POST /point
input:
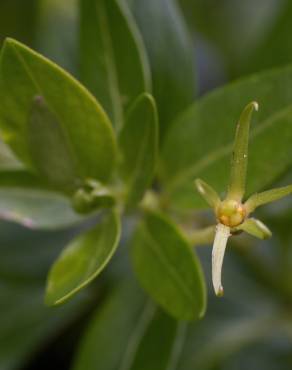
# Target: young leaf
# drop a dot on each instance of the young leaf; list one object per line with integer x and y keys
{"x": 113, "y": 60}
{"x": 256, "y": 228}
{"x": 208, "y": 193}
{"x": 83, "y": 259}
{"x": 138, "y": 143}
{"x": 25, "y": 74}
{"x": 130, "y": 337}
{"x": 258, "y": 199}
{"x": 167, "y": 268}
{"x": 50, "y": 154}
{"x": 190, "y": 151}
{"x": 36, "y": 209}
{"x": 239, "y": 160}
{"x": 172, "y": 62}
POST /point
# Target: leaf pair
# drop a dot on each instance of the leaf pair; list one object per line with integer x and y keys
{"x": 47, "y": 132}
{"x": 207, "y": 156}
{"x": 135, "y": 336}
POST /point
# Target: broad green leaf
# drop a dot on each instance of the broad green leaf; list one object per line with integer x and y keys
{"x": 239, "y": 159}
{"x": 171, "y": 56}
{"x": 274, "y": 47}
{"x": 258, "y": 199}
{"x": 167, "y": 268}
{"x": 208, "y": 193}
{"x": 256, "y": 228}
{"x": 50, "y": 154}
{"x": 83, "y": 259}
{"x": 113, "y": 60}
{"x": 89, "y": 136}
{"x": 25, "y": 258}
{"x": 201, "y": 140}
{"x": 138, "y": 144}
{"x": 36, "y": 209}
{"x": 135, "y": 336}
{"x": 22, "y": 312}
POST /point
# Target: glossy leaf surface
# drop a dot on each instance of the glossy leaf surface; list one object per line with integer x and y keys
{"x": 89, "y": 137}
{"x": 36, "y": 209}
{"x": 200, "y": 142}
{"x": 50, "y": 154}
{"x": 167, "y": 268}
{"x": 83, "y": 259}
{"x": 127, "y": 337}
{"x": 113, "y": 60}
{"x": 139, "y": 145}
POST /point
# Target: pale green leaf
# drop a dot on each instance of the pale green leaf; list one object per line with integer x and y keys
{"x": 89, "y": 136}
{"x": 50, "y": 154}
{"x": 258, "y": 199}
{"x": 133, "y": 336}
{"x": 167, "y": 268}
{"x": 83, "y": 259}
{"x": 113, "y": 60}
{"x": 201, "y": 140}
{"x": 239, "y": 161}
{"x": 36, "y": 209}
{"x": 139, "y": 145}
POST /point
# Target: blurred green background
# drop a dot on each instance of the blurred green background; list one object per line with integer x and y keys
{"x": 251, "y": 328}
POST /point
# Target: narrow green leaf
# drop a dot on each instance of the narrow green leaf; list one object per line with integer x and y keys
{"x": 50, "y": 154}
{"x": 239, "y": 159}
{"x": 113, "y": 60}
{"x": 139, "y": 145}
{"x": 25, "y": 74}
{"x": 190, "y": 150}
{"x": 208, "y": 193}
{"x": 168, "y": 269}
{"x": 268, "y": 196}
{"x": 83, "y": 259}
{"x": 172, "y": 62}
{"x": 36, "y": 209}
{"x": 133, "y": 336}
{"x": 256, "y": 228}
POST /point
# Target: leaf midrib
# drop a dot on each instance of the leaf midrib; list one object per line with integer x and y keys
{"x": 112, "y": 74}
{"x": 216, "y": 155}
{"x": 39, "y": 89}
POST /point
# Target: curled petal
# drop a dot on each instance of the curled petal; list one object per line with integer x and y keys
{"x": 255, "y": 228}
{"x": 219, "y": 246}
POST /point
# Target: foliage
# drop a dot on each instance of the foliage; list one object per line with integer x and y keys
{"x": 110, "y": 158}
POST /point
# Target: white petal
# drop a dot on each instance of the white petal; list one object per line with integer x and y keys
{"x": 220, "y": 241}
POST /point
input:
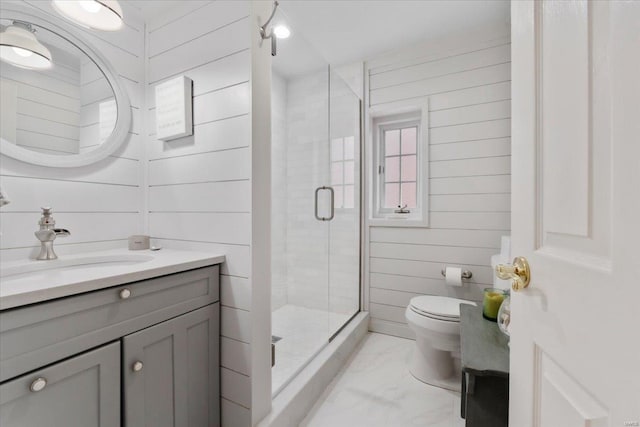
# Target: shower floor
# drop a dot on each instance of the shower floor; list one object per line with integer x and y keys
{"x": 303, "y": 332}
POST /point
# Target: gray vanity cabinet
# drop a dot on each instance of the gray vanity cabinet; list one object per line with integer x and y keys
{"x": 142, "y": 354}
{"x": 171, "y": 375}
{"x": 83, "y": 391}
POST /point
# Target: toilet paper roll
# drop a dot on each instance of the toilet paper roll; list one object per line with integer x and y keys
{"x": 453, "y": 276}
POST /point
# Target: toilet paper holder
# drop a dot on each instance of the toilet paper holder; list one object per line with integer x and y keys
{"x": 466, "y": 274}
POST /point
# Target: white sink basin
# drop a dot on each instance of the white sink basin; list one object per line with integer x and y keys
{"x": 45, "y": 268}
{"x": 30, "y": 281}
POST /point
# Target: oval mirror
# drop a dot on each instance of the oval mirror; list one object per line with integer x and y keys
{"x": 71, "y": 114}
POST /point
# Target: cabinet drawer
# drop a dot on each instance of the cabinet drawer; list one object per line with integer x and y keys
{"x": 83, "y": 391}
{"x": 37, "y": 335}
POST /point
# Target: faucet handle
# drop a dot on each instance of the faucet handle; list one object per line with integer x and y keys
{"x": 46, "y": 220}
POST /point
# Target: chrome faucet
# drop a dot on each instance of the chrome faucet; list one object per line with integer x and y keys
{"x": 47, "y": 234}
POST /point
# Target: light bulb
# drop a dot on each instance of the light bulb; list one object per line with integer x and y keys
{"x": 281, "y": 32}
{"x": 90, "y": 6}
{"x": 22, "y": 52}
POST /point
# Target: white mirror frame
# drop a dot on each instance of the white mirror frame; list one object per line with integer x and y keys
{"x": 123, "y": 121}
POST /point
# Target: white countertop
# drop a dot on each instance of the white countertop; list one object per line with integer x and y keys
{"x": 30, "y": 281}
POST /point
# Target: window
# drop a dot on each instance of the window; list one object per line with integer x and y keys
{"x": 400, "y": 168}
{"x": 343, "y": 169}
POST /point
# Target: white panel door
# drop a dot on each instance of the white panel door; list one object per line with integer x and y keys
{"x": 575, "y": 337}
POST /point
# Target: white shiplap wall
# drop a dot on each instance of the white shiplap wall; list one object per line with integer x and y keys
{"x": 466, "y": 80}
{"x": 100, "y": 204}
{"x": 199, "y": 186}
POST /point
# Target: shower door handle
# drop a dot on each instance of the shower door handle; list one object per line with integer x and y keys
{"x": 315, "y": 208}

-------

**Task objective:** Pull out every line of the records above that contains the word "shiplap", and copy each one in full. Case counts.

**Solution to this task:**
# Target: white shiplap wall
# drop a dot on each instance of the white shiplap wall; list one object per line with integer x and y keys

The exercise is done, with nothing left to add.